*Teks yang Diberikan:*

◇ ◇ ◇ ◇ ◇ ◇ ◇

Sebagai mahasiswa, ada banyak hal yang dapat kita peroleh dalam berorganisasi. Misalnya manajemen diri (kemampuan untuk mengendalikan diri akan suatu tindakan yang sedang dilakukan atau hendak dilakukan), kepemimpinan (kemampuan mempengaruhi atau mengendalikan orang banyak), retorika (kemampuan berbicara yang baik dan benar), kritisisme (kemampuan intelektual atau ketajaman pikiran), sosialisasi (kemampuan bergaul di berbagai kalangan), dan masih banyak hal lainnya.

◇ ◇ ◇ ◇ ◇ ◇ ◇

*Data yang Diberikan:*
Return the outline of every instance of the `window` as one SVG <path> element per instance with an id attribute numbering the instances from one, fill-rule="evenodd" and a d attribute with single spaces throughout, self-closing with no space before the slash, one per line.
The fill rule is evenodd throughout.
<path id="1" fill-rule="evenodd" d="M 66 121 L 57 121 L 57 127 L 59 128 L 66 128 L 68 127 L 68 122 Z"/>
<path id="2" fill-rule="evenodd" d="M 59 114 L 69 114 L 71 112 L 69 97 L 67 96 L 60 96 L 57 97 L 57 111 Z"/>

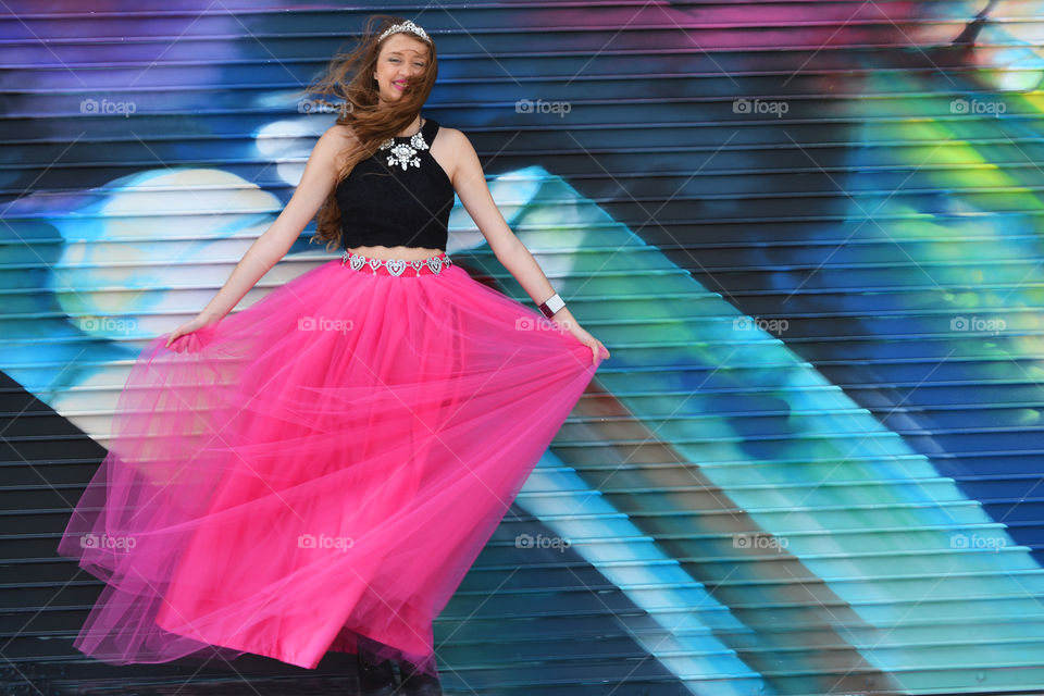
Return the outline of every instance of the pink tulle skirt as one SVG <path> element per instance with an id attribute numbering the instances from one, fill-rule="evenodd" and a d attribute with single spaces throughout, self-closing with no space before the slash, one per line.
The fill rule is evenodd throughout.
<path id="1" fill-rule="evenodd" d="M 458 265 L 414 270 L 334 259 L 147 345 L 58 548 L 105 581 L 78 650 L 436 673 L 433 620 L 604 353 Z"/>

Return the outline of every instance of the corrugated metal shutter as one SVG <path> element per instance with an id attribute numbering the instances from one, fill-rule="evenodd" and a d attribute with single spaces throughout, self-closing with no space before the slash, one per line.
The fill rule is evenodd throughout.
<path id="1" fill-rule="evenodd" d="M 191 674 L 77 660 L 57 537 L 135 347 L 293 192 L 328 119 L 287 95 L 389 9 L 613 355 L 436 624 L 447 691 L 1044 687 L 1044 22 L 995 1 L 10 3 L 4 683 Z"/>

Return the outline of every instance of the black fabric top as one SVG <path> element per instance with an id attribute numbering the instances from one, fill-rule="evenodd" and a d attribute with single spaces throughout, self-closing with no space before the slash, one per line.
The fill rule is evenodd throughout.
<path id="1" fill-rule="evenodd" d="M 432 157 L 438 123 L 394 136 L 337 184 L 341 246 L 446 250 L 453 185 Z"/>

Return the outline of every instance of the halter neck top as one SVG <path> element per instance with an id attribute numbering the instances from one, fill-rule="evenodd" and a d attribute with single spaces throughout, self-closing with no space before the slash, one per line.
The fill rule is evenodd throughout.
<path id="1" fill-rule="evenodd" d="M 388 138 L 337 184 L 344 248 L 446 250 L 453 185 L 431 153 L 437 132 L 426 119 L 418 133 Z"/>

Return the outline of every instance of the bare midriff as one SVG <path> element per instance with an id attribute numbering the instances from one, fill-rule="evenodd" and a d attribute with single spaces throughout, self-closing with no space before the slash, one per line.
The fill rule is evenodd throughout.
<path id="1" fill-rule="evenodd" d="M 368 259 L 405 259 L 407 261 L 420 261 L 421 259 L 431 259 L 443 252 L 442 249 L 427 249 L 425 247 L 348 247 L 348 251 Z"/>

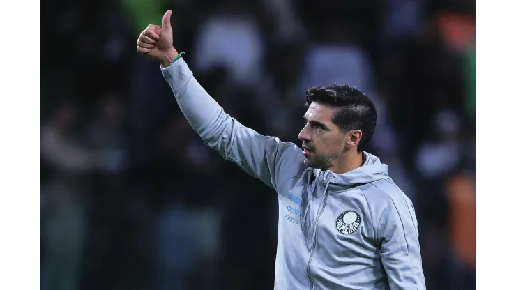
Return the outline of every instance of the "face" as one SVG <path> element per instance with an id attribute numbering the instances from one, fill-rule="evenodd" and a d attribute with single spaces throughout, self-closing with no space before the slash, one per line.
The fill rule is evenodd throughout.
<path id="1" fill-rule="evenodd" d="M 317 102 L 312 102 L 305 114 L 306 125 L 298 137 L 303 142 L 305 165 L 309 167 L 328 169 L 342 158 L 350 144 L 356 145 L 349 142 L 356 132 L 342 132 L 331 121 L 333 114 L 332 108 Z"/>

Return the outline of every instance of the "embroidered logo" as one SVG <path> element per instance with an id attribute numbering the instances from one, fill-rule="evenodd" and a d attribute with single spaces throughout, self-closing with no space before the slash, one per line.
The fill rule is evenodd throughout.
<path id="1" fill-rule="evenodd" d="M 355 211 L 346 211 L 337 218 L 335 227 L 340 233 L 350 235 L 358 229 L 361 222 L 362 218 L 358 213 Z"/>

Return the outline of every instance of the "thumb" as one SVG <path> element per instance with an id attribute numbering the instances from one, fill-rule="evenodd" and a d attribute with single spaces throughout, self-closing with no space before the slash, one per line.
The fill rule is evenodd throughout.
<path id="1" fill-rule="evenodd" d="M 172 27 L 170 26 L 170 15 L 172 15 L 172 10 L 167 10 L 167 12 L 165 13 L 165 15 L 163 15 L 163 24 L 162 25 L 162 28 L 164 30 L 169 30 L 172 29 Z"/>

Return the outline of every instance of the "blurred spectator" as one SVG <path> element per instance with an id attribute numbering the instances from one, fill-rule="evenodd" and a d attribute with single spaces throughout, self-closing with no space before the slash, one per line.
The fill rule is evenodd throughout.
<path id="1" fill-rule="evenodd" d="M 310 43 L 305 56 L 300 96 L 309 87 L 323 84 L 351 84 L 362 91 L 374 91 L 374 77 L 367 54 L 351 39 L 338 20 L 326 20 L 322 39 Z"/>
<path id="2" fill-rule="evenodd" d="M 390 43 L 411 36 L 421 25 L 427 0 L 386 1 L 384 38 Z"/>
<path id="3" fill-rule="evenodd" d="M 440 112 L 434 118 L 435 139 L 424 140 L 416 155 L 418 173 L 429 181 L 442 178 L 461 160 L 461 120 L 453 111 Z"/>
<path id="4" fill-rule="evenodd" d="M 75 105 L 61 102 L 41 132 L 41 155 L 52 168 L 42 208 L 45 261 L 42 288 L 78 289 L 86 231 L 87 174 L 97 168 L 101 155 L 77 144 Z M 84 142 L 84 141 L 83 141 Z"/>
<path id="5" fill-rule="evenodd" d="M 100 169 L 108 175 L 120 174 L 126 166 L 123 109 L 120 97 L 115 94 L 105 96 L 89 128 L 91 147 L 105 152 Z"/>
<path id="6" fill-rule="evenodd" d="M 475 177 L 462 170 L 446 181 L 450 202 L 449 227 L 453 256 L 450 288 L 475 288 Z"/>
<path id="7" fill-rule="evenodd" d="M 232 82 L 248 86 L 260 80 L 264 40 L 246 2 L 224 0 L 201 26 L 192 68 L 204 74 L 215 67 L 228 70 Z"/>

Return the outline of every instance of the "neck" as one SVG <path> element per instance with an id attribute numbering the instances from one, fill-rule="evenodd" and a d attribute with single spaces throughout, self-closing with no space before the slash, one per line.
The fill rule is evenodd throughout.
<path id="1" fill-rule="evenodd" d="M 337 161 L 335 165 L 328 170 L 336 173 L 343 174 L 354 170 L 363 163 L 363 153 L 356 151 L 347 152 L 342 155 L 342 157 Z"/>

◇ ◇ ◇ ◇ ◇ ◇ ◇

*Latihan 1:* Menurut teks tentang manfaat berorganisasi bagi mahasiswa, apa yang dimaksud dengan manajemen diri? Jawab dalam satu sampai tiga kalimat.
*Latihan 2:* Tuliskan kembali tanpa perubahan bagian teks tentang manfaat berorganisasi bagi mahasiswa mulai dari "Sebagai mahasiswa, ada" sampai dengan "banyak hal lainnya.".
Data di atas tidak dipakai dalam latihan ini.

*Jawaban yang Diharapkan 1:* Menurut teks, manajemen diri adalah kemampuan untuk mengendalikan diri akan suatu tindakan yang sedang dilakukan atau hendak dilakukan. Kemampuan ini disebut sebagai salah satu hal yang dapat diperoleh mahasiswa dalam berorganisasi.

*Jawaban yang Diharapkan 2:*
Sebagai mahasiswa, ada banyak hal yang dapat kita peroleh dalam berorganisasi. Misalnya manajemen diri (kemampuan untuk mengendalikan diri akan suatu tindakan yang sedang dilakukan atau hendak dilakukan), kepemimpinan (kemampuan mempengaruhi atau mengendalikan orang banyak), retorika (kemampuan berbicara yang baik dan benar), kritisisme (kemampuan intelektual atau ketajaman pikiran), sosialisasi (kemampuan bergaul di berbagai kalangan), dan masih banyak hal lainnya.